> [Work order]: Copy all lines of the listing that include the string "clicks".

> [Exercise data]:
------------------------------

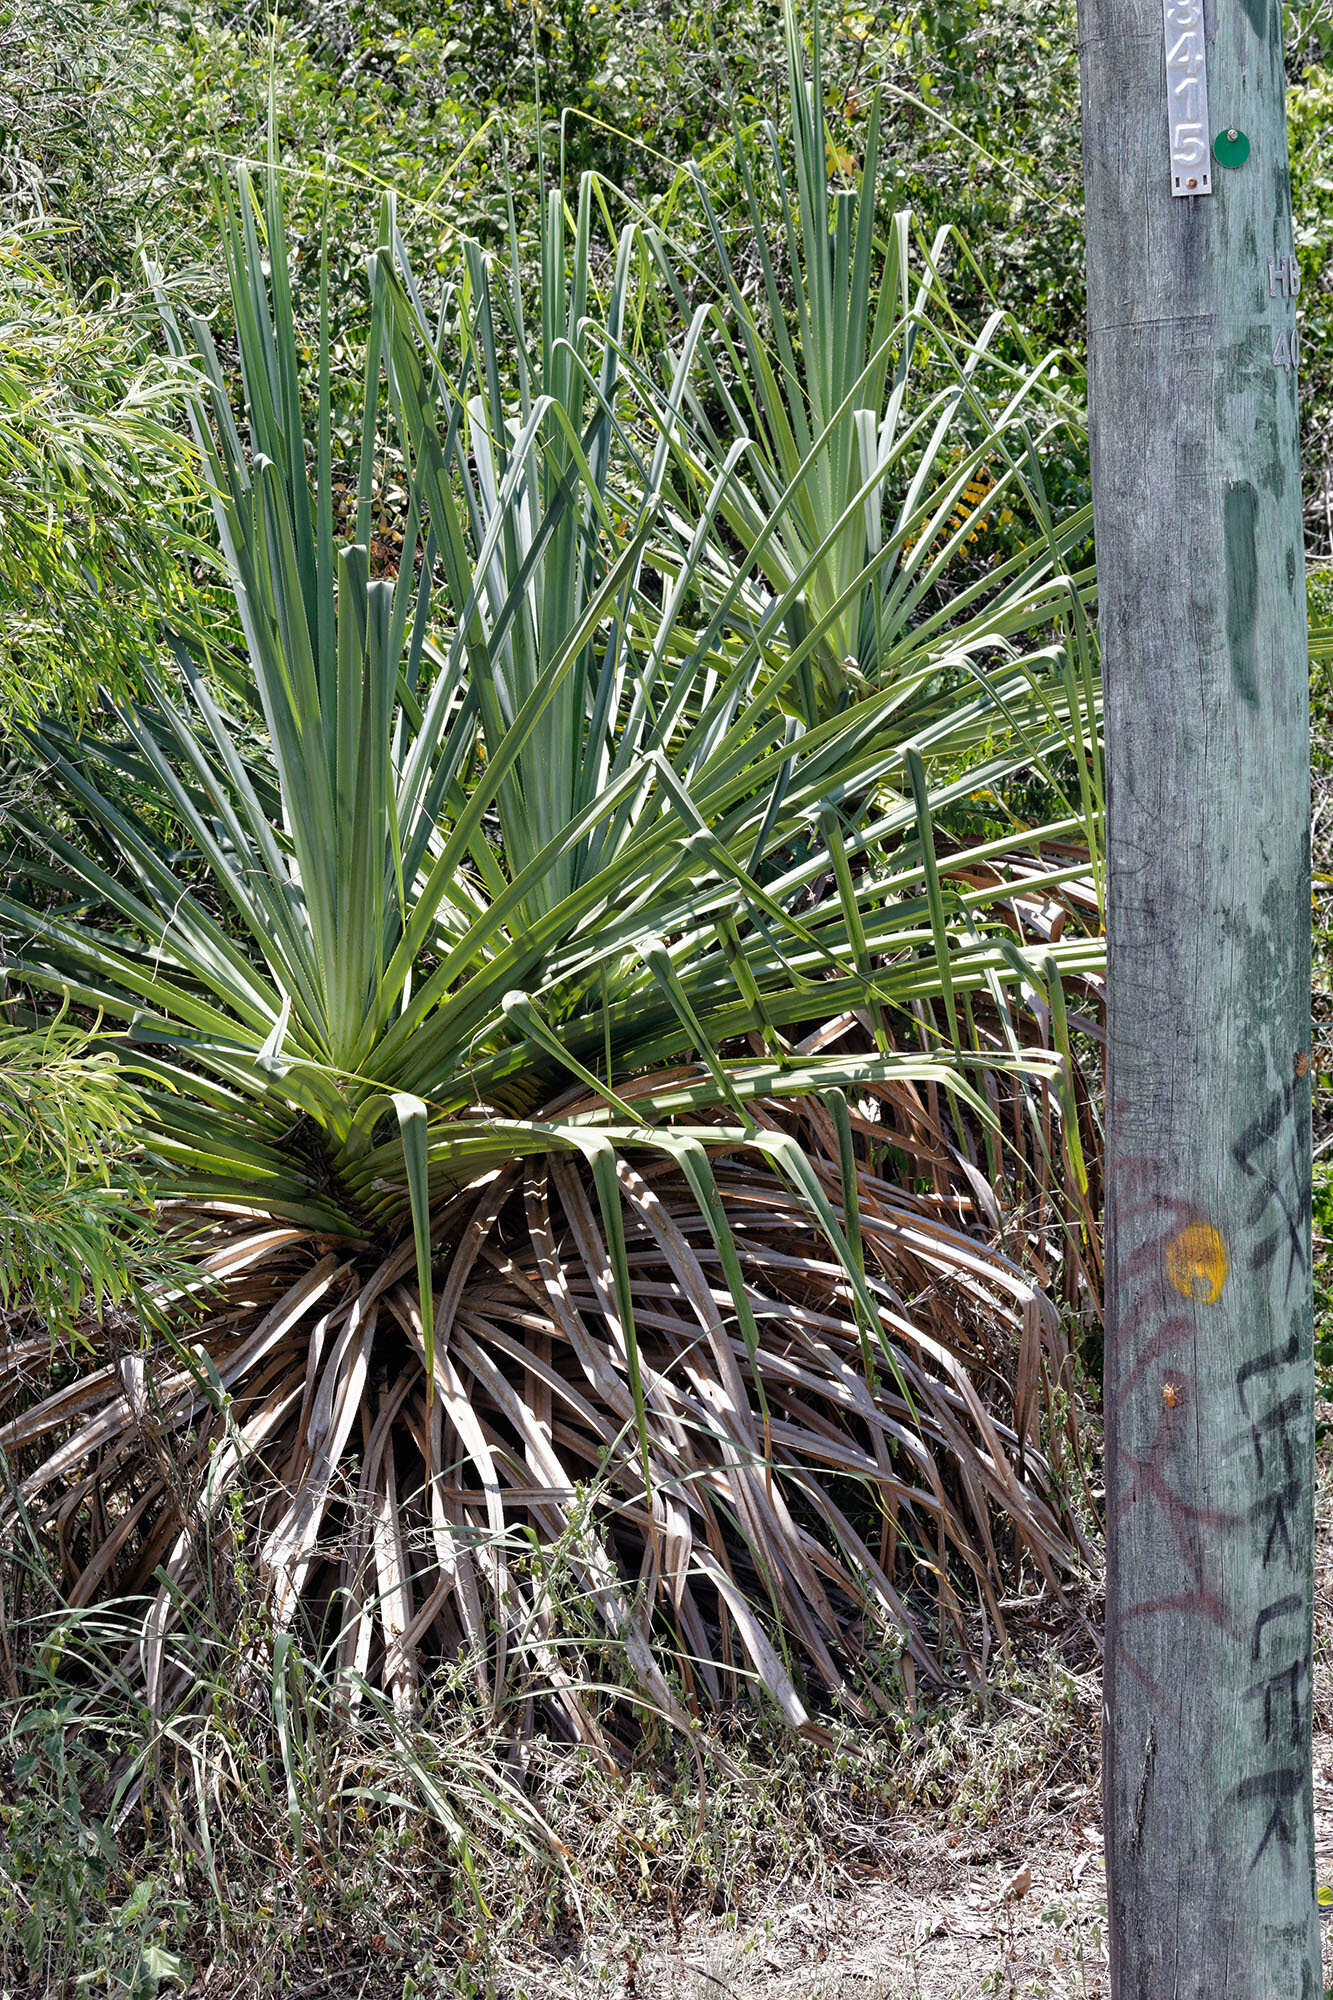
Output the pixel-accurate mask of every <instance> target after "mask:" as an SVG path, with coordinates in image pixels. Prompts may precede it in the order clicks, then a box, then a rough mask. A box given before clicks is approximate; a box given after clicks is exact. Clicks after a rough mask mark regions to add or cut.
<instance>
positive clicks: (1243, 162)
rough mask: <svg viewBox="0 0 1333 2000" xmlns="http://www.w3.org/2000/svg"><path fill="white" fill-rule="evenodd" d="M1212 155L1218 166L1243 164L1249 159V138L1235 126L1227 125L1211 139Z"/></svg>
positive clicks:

------------------------------

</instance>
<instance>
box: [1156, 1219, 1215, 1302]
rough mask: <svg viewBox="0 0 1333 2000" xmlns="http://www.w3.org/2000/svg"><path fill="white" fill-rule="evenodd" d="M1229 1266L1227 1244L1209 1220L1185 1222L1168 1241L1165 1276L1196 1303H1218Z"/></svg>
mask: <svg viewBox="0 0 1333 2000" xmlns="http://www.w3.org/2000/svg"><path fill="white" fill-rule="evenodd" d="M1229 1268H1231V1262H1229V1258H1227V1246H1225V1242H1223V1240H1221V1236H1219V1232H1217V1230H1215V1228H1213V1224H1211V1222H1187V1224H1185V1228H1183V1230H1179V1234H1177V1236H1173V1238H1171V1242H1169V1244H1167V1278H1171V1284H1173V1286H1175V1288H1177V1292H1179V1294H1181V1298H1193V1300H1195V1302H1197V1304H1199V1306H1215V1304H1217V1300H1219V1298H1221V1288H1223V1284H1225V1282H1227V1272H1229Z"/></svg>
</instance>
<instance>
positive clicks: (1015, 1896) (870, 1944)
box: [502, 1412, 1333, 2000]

------------------------------

> [Answer space]:
Output the pixel-accurate mask of every <instance> target after "mask:" as an SVG path, with coordinates in image pixels. Prompts may precede it in the order clicks, then a box, then a rough mask. A box given before clicks is approximate; a box given after clicks is exact. Clicks after a rough mask mark regions to add or cut.
positive clicks: (1243, 162)
positive clicks:
positive clicks: (1015, 1896) (870, 1944)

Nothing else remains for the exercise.